• [Assignment] Leave the pictures out and print every record below exactly as it stands.
=== Data shown ===
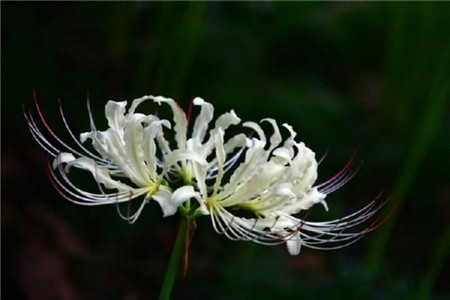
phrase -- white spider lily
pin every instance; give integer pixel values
(197, 149)
(127, 149)
(275, 182)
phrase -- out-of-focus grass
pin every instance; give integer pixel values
(427, 86)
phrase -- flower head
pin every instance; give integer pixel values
(274, 183)
(258, 199)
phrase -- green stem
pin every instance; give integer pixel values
(174, 262)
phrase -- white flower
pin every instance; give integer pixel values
(273, 183)
(126, 150)
(197, 150)
(259, 201)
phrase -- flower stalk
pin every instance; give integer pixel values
(174, 261)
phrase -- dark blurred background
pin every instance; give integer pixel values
(343, 74)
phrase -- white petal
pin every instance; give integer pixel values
(179, 117)
(257, 129)
(149, 147)
(114, 112)
(182, 194)
(133, 139)
(203, 119)
(275, 139)
(182, 155)
(221, 155)
(294, 244)
(100, 174)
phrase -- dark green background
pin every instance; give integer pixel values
(343, 74)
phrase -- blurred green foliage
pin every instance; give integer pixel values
(374, 74)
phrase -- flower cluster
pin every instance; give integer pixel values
(252, 187)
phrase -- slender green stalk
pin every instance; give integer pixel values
(174, 262)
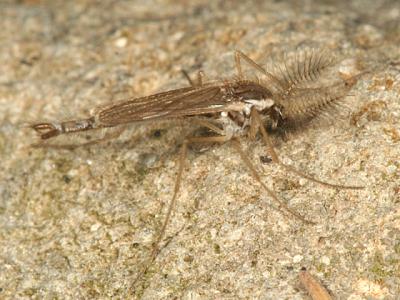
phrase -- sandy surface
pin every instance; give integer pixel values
(80, 224)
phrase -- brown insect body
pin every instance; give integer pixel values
(244, 105)
(279, 98)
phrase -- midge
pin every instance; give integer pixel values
(229, 109)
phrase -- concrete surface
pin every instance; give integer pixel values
(80, 224)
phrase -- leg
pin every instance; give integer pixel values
(182, 157)
(256, 117)
(256, 176)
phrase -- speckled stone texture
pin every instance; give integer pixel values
(80, 224)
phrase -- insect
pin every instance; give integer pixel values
(229, 109)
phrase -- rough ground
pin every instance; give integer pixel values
(79, 224)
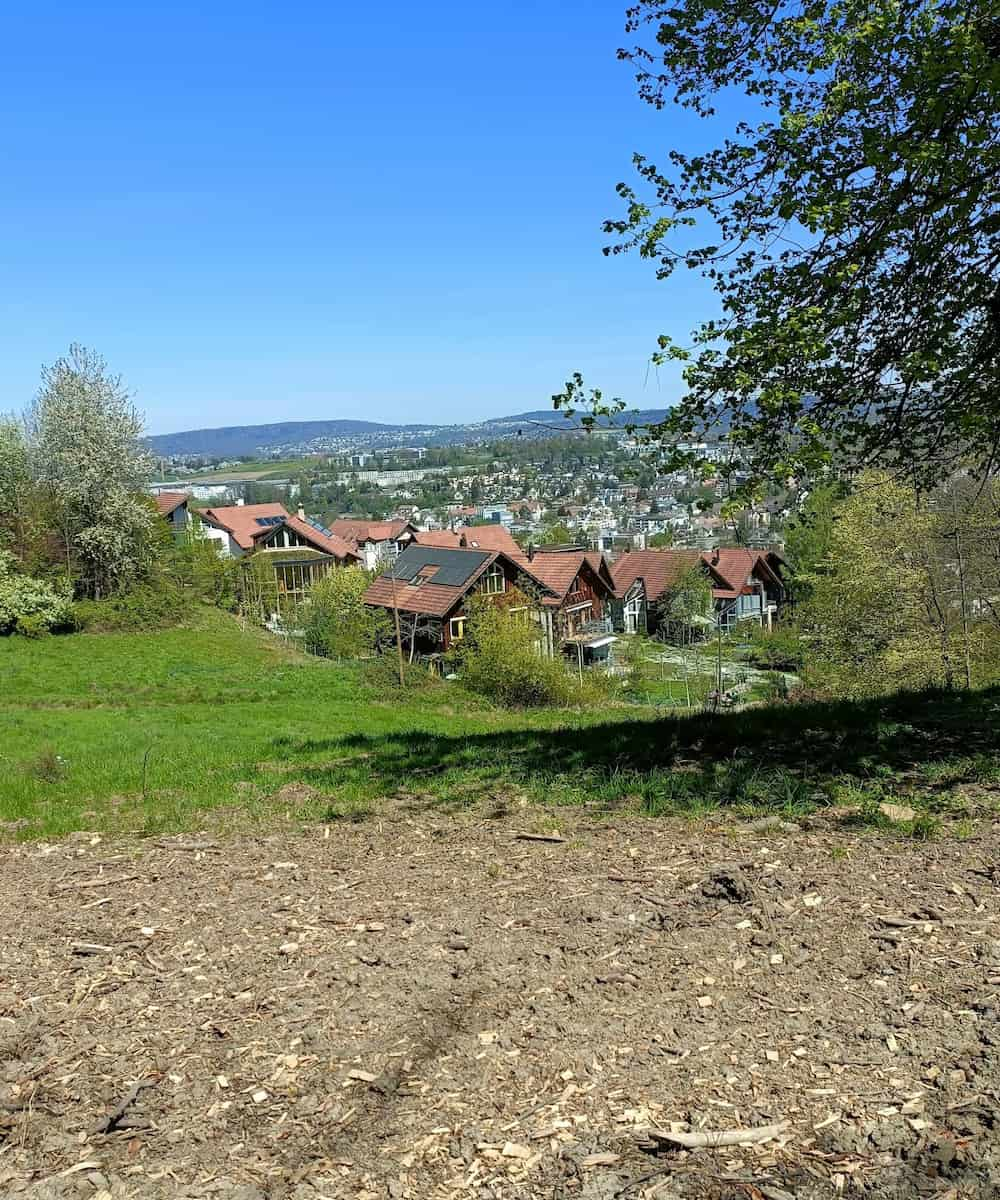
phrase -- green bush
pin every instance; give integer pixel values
(501, 658)
(30, 606)
(336, 622)
(780, 649)
(148, 606)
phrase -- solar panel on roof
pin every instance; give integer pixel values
(319, 528)
(454, 567)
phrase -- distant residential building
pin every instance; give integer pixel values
(376, 543)
(173, 508)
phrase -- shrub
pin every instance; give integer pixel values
(148, 606)
(336, 622)
(777, 651)
(30, 606)
(501, 658)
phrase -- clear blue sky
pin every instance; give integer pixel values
(312, 210)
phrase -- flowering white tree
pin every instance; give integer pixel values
(88, 457)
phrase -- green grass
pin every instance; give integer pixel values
(143, 732)
(210, 725)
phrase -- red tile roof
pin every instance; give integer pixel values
(734, 567)
(429, 599)
(657, 568)
(240, 520)
(558, 569)
(166, 502)
(317, 538)
(357, 531)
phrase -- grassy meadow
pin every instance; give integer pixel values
(211, 725)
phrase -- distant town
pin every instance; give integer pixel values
(603, 490)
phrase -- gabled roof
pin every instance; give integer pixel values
(357, 531)
(429, 580)
(244, 521)
(166, 502)
(734, 567)
(432, 580)
(315, 534)
(658, 569)
(492, 537)
(558, 569)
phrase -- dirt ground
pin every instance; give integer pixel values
(427, 1007)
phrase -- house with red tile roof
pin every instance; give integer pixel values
(578, 615)
(747, 585)
(489, 537)
(173, 508)
(376, 543)
(233, 526)
(430, 587)
(300, 551)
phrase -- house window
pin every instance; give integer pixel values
(493, 581)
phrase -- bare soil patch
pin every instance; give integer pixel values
(430, 1008)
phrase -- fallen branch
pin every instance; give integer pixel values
===
• [Answer to this exercise]
phrase -- white spider lily
pin every instance; give integer pixel values
(197, 149)
(127, 149)
(275, 182)
phrase -- out-of-focus grass
pin every instance; give integer pixel values
(427, 86)
phrase -- flower head
pin every instance; give integer pixel values
(274, 183)
(258, 199)
phrase -- green stem
pin every instance; give integer pixel values
(174, 262)
phrase -- white flower
pin every instance; give integer pixel values
(273, 183)
(126, 150)
(197, 150)
(259, 201)
phrase -- flower stalk
pin every instance; give integer pixel values
(174, 261)
phrase -- dark blurred background
pin every instance; give integer pixel values
(343, 74)
phrase -- white petal
pin every instance; give integer pixel values
(179, 117)
(257, 129)
(149, 147)
(114, 112)
(182, 194)
(133, 139)
(203, 119)
(275, 139)
(182, 155)
(221, 155)
(294, 244)
(100, 174)
phrase -- dark green background
pin every instance; give integer pixel values
(343, 74)
phrase -- blurred green foliage
pin every instance; give integer pixel values
(374, 74)
phrase -- flower cluster
pin every instance; give integer pixel values
(252, 187)
phrase -- slender green stalk
pin every instance; give integer pixel values
(174, 262)
phrase -- sandy surface
pin every instance; give integer pixel values
(80, 224)
phrase -- brown insect body
pin every instance; give integer pixel values
(244, 105)
(279, 98)
phrase -- midge
pin every instance; give integer pixel values
(229, 109)
phrase -- concrete surface
pin every instance; give integer pixel values
(80, 224)
phrase -- leg
pin every instance; give integer pixel values
(182, 157)
(256, 117)
(256, 176)
phrase -- speckled stone texture
pin every instance; give integer pixel values
(80, 224)
phrase -- insect
pin every instance; give integer pixel values
(229, 109)
phrase -- rough ground
pin every instance; give integer pixel values
(79, 224)
phrase -- green bush
pin every instance; give integer pixel values
(501, 658)
(30, 606)
(336, 622)
(780, 649)
(148, 606)
phrase -- solar panel on roof
pin every instance; give integer pixel values
(319, 528)
(454, 567)
phrase -- distant residential building
pin every instance; give integer pixel values
(376, 543)
(173, 508)
phrase -- shrub
pin every instance; give integer pixel values
(148, 606)
(336, 622)
(777, 651)
(30, 606)
(501, 658)
phrase -- clear blue sky
pin every instance; give integer pixel values
(312, 210)
phrase -- flowering white tree
pin every instance; give integer pixel values
(88, 457)
phrase -- green grass
pin every instance; give integer pixel values
(143, 732)
(210, 725)
phrase -- red tile roof
pin every instance; give integer pixel values
(734, 567)
(429, 599)
(657, 568)
(240, 520)
(558, 569)
(166, 502)
(317, 538)
(357, 531)
phrase -- grassy meadow
pin every instance; give integer pixel values
(211, 725)
phrase -- distant town
pin every instance; give integer pixel values
(603, 490)
phrase -- gabled roof
pin every instance; give integer pixel values
(357, 531)
(429, 580)
(244, 521)
(166, 502)
(734, 567)
(432, 580)
(315, 534)
(658, 569)
(492, 537)
(558, 569)
phrase -- dirt ground
pin every instance; give integer pixel values
(427, 1007)
phrase -- house with red tile roof
pin every instance; give integer pixel values
(578, 615)
(747, 585)
(489, 537)
(173, 508)
(376, 543)
(233, 526)
(430, 587)
(300, 551)
phrase -- house window
pin every instance; give integer pixel values
(493, 581)
phrase -- bare soil patch
pin every instance; give integer pixel values
(430, 1008)
phrase -- fallen branch
pin every instance; give integer pixel values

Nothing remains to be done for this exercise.